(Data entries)
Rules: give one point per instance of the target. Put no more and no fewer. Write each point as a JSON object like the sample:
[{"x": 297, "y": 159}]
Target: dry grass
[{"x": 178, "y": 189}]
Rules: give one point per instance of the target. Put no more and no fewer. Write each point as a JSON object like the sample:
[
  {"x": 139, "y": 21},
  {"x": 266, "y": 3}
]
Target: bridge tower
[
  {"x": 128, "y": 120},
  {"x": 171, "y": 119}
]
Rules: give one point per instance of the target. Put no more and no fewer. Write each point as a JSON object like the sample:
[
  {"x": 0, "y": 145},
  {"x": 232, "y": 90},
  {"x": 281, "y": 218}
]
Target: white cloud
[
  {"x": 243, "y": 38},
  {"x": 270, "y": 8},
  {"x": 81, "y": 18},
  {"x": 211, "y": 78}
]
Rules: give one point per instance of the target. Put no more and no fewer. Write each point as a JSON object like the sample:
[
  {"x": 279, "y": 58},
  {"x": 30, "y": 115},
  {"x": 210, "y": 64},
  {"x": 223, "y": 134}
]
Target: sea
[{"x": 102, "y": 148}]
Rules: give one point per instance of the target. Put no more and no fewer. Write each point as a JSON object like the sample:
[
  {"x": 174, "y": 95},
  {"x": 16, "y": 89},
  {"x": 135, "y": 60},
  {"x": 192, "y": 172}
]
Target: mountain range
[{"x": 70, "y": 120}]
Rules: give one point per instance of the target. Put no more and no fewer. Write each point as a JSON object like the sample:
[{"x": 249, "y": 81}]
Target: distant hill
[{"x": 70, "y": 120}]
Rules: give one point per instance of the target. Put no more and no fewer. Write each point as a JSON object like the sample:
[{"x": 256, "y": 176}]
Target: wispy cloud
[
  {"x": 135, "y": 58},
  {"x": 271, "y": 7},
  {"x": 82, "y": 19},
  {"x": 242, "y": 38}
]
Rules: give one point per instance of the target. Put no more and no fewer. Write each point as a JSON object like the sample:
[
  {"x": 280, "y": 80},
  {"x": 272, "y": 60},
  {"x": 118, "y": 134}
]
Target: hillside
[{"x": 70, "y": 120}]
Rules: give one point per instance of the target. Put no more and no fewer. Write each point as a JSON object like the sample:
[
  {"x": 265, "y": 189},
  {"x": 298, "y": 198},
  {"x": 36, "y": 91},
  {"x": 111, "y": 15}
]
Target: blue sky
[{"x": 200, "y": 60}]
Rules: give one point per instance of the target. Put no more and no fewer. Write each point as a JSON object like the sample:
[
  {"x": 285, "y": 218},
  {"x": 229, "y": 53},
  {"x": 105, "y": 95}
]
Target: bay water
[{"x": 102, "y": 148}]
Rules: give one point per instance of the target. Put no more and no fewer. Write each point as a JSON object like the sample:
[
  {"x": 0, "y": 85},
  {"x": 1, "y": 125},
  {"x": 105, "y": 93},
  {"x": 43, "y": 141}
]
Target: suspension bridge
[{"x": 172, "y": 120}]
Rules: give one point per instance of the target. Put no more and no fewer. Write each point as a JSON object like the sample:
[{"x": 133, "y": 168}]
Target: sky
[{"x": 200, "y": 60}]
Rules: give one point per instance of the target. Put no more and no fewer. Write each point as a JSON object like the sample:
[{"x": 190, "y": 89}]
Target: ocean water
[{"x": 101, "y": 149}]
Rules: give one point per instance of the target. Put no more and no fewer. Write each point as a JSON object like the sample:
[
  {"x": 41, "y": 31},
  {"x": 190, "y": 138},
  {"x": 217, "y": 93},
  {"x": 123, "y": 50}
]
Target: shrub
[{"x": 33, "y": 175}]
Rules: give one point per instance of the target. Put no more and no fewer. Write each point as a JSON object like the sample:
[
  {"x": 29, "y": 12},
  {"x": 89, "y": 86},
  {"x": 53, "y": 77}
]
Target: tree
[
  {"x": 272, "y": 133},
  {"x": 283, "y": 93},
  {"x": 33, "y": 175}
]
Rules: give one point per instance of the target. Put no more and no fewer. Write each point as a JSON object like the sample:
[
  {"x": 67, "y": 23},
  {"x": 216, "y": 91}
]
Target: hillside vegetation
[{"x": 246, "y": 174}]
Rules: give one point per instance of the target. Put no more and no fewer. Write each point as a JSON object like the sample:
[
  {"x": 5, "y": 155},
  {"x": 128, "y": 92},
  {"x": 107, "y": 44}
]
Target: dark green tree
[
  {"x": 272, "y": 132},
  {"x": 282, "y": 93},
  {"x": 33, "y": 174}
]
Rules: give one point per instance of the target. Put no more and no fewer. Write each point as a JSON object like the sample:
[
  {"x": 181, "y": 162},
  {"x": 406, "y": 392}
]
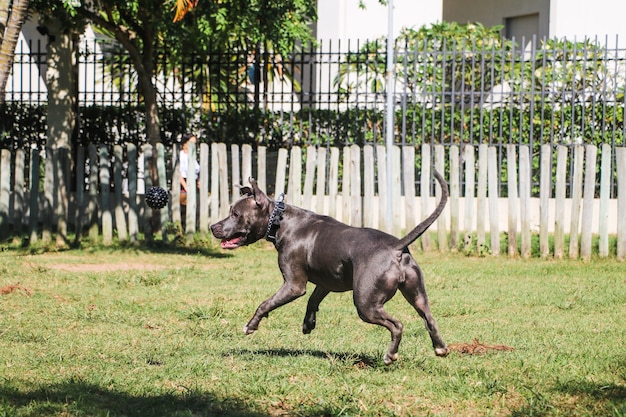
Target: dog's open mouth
[{"x": 233, "y": 243}]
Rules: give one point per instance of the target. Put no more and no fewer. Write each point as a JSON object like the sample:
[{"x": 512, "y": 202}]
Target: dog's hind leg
[
  {"x": 312, "y": 307},
  {"x": 415, "y": 293},
  {"x": 370, "y": 306}
]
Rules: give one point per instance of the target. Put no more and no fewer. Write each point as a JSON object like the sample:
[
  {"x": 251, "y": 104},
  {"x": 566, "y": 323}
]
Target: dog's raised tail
[{"x": 424, "y": 225}]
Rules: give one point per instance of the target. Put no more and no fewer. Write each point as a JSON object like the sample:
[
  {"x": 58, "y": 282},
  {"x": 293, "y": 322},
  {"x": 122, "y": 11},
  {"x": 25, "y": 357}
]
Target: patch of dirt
[
  {"x": 107, "y": 267},
  {"x": 477, "y": 348},
  {"x": 12, "y": 288}
]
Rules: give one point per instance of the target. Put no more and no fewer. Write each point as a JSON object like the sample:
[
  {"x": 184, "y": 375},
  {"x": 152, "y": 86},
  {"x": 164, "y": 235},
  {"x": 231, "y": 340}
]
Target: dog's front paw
[
  {"x": 389, "y": 359},
  {"x": 248, "y": 329},
  {"x": 308, "y": 326},
  {"x": 443, "y": 352}
]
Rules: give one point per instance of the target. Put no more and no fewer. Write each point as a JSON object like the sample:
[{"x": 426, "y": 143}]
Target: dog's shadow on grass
[
  {"x": 358, "y": 360},
  {"x": 82, "y": 398}
]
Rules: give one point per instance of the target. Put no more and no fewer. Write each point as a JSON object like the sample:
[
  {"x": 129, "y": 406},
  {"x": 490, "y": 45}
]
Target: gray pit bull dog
[{"x": 335, "y": 257}]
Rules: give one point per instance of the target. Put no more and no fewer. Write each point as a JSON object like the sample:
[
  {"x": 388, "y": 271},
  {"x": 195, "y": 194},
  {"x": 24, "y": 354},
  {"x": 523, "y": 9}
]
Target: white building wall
[
  {"x": 344, "y": 19},
  {"x": 588, "y": 18}
]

WHAT IS EXPECTED: All of the data must be given again exactly, without the pictures.

ANSWER TO THIS EXERCISE:
Rules: give one point per instance of the target. Put no more and no fewer. Write each point as a JSON object like the sample:
[{"x": 297, "y": 159}]
Target: dry grass
[{"x": 178, "y": 189}]
Rules: give one point per instance of the target. Put no more and no fewer. Write each point as a JSON object like the sample:
[
  {"x": 139, "y": 21},
  {"x": 266, "y": 3}
]
Target: bridge tower
[
  {"x": 128, "y": 120},
  {"x": 171, "y": 119}
]
Rules: give one point per instance of the target. Put no more and no fewer. Write each point as a JSON object like the sample:
[
  {"x": 0, "y": 145},
  {"x": 232, "y": 90},
  {"x": 281, "y": 218}
]
Target: white cloud
[
  {"x": 243, "y": 38},
  {"x": 270, "y": 8},
  {"x": 81, "y": 18},
  {"x": 211, "y": 78}
]
Rules: give one point per instance of the target. Put no more and no fewer. Write each point as a JSON object like the sample:
[
  {"x": 279, "y": 58},
  {"x": 30, "y": 115},
  {"x": 210, "y": 64},
  {"x": 223, "y": 134}
]
Target: sea
[{"x": 102, "y": 148}]
Rules: give one point per instance of the target. Put no more and no fewer. Write each point as a JSON object like the sample:
[
  {"x": 174, "y": 95},
  {"x": 16, "y": 89},
  {"x": 135, "y": 60},
  {"x": 192, "y": 172}
]
Target: mountain range
[{"x": 70, "y": 120}]
Rules: give one point per instance of the target. Put no more and no fewer. Write each point as a JSON object like the sample:
[{"x": 249, "y": 81}]
Target: distant hill
[{"x": 70, "y": 120}]
Rules: give one point per instance of the target. Put no more and no fewer. Write each point as a JSON object like the sample:
[{"x": 256, "y": 176}]
Target: wispy cloud
[
  {"x": 135, "y": 58},
  {"x": 271, "y": 7},
  {"x": 82, "y": 19},
  {"x": 242, "y": 38}
]
Rules: give one point per instance of the target. Put no more and no fewer. Write each point as a JSON object like the sample:
[
  {"x": 280, "y": 80},
  {"x": 272, "y": 60},
  {"x": 118, "y": 134}
]
Target: hillside
[{"x": 70, "y": 120}]
Rules: give one point per instance of the target. Put no more and no fewer. Write each point as a JSON object like the sample:
[
  {"x": 265, "y": 189},
  {"x": 298, "y": 198},
  {"x": 36, "y": 91},
  {"x": 111, "y": 15}
]
Target: blue sky
[{"x": 200, "y": 60}]
Rules: give one point per instance of the target. Put no more and no fewer. Write each point as a JSON object like the sample:
[
  {"x": 285, "y": 218},
  {"x": 229, "y": 53},
  {"x": 105, "y": 95}
]
Target: bay water
[{"x": 102, "y": 148}]
Rules: give one point per instance of the target. Put no more and no fewer. Write each point as a JSON object like the sample:
[
  {"x": 0, "y": 85},
  {"x": 1, "y": 125},
  {"x": 105, "y": 93},
  {"x": 43, "y": 141}
]
Target: suspension bridge
[{"x": 172, "y": 120}]
Rules: give one point per instance of the target. Put no more and no fewer. Write each point as a JSON object like the sample:
[{"x": 133, "y": 168}]
Target: sky
[{"x": 200, "y": 60}]
Rules: give one point per instance of the target. Put no more and no fewer. Write each point as a JSON object like the sample:
[{"x": 190, "y": 89}]
Target: ocean water
[{"x": 101, "y": 149}]
Rules: give one point per instance of the target. Put no more and no fewer. Write each point as a JSON object like the sample:
[
  {"x": 41, "y": 31},
  {"x": 190, "y": 138},
  {"x": 217, "y": 93},
  {"x": 123, "y": 50}
]
Target: shrub
[{"x": 33, "y": 175}]
Rules: give one point per instance of the target. Put no more and no fewer. Write each point as a JSON object like the sample:
[
  {"x": 29, "y": 12},
  {"x": 89, "y": 86},
  {"x": 53, "y": 77}
]
Target: tree
[
  {"x": 272, "y": 133},
  {"x": 283, "y": 93},
  {"x": 33, "y": 175}
]
Rules: give one point per instance of the target. Put no more and no fewer. Write each point as a JSON object like the sample:
[
  {"x": 67, "y": 23},
  {"x": 216, "y": 91}
]
Target: hillside vegetation
[{"x": 246, "y": 174}]
Rules: give one point per instance of the target. Put no more and no fewer. Write each point as a JSON object like the sample:
[
  {"x": 5, "y": 155},
  {"x": 128, "y": 92},
  {"x": 107, "y": 44}
]
Target: dark green tree
[
  {"x": 272, "y": 132},
  {"x": 282, "y": 93},
  {"x": 33, "y": 174}
]
Rules: give one point per instance of the target. Put no more and no fewer. Write each point as a JSON object like the sample:
[
  {"x": 181, "y": 162},
  {"x": 406, "y": 392}
]
Target: dog's open mouth
[{"x": 233, "y": 243}]
Rules: give one point per instance of the target. Put no more and no fewer. Write each point as a JSON object like the sample:
[{"x": 512, "y": 202}]
Target: dog's hind leg
[
  {"x": 312, "y": 307},
  {"x": 415, "y": 293},
  {"x": 370, "y": 306}
]
Rules: give one point per instance of the target. Put no more and no fewer. Write each point as a JSON object like the sample:
[
  {"x": 251, "y": 104},
  {"x": 566, "y": 323}
]
Target: dog's raised tail
[{"x": 424, "y": 225}]
Rules: give one point per instance of the target. Put no more and no fewer. Write each point as a JSON object like the sample:
[
  {"x": 58, "y": 282},
  {"x": 293, "y": 322},
  {"x": 122, "y": 11},
  {"x": 25, "y": 357}
]
Target: patch of dirt
[
  {"x": 107, "y": 267},
  {"x": 477, "y": 348},
  {"x": 12, "y": 288}
]
Rules: give one point per instance of the target. Put no more and no fewer. Write each point as a JSON object like the sample:
[
  {"x": 184, "y": 375},
  {"x": 152, "y": 86},
  {"x": 164, "y": 235},
  {"x": 231, "y": 340}
]
Target: dog's front paw
[
  {"x": 389, "y": 359},
  {"x": 248, "y": 329},
  {"x": 308, "y": 326},
  {"x": 443, "y": 352}
]
Rules: give one point per instance of the target. Put no more and no fewer. Write each point as a JSON object like the sample:
[{"x": 426, "y": 143}]
Target: dog's shadow on grass
[
  {"x": 358, "y": 360},
  {"x": 82, "y": 398}
]
Rules: give one point per instance of the target. Put no more and no fewer. Write each point as a JSON object like the sample:
[
  {"x": 129, "y": 406},
  {"x": 490, "y": 45}
]
Target: gray pit bull dog
[{"x": 335, "y": 257}]
Rules: give one point per instance of the target. Put no more and no fewer. Write each point as a JSON object like the sample:
[
  {"x": 388, "y": 271},
  {"x": 195, "y": 194},
  {"x": 24, "y": 354},
  {"x": 523, "y": 9}
]
Target: white building wall
[
  {"x": 344, "y": 19},
  {"x": 588, "y": 18}
]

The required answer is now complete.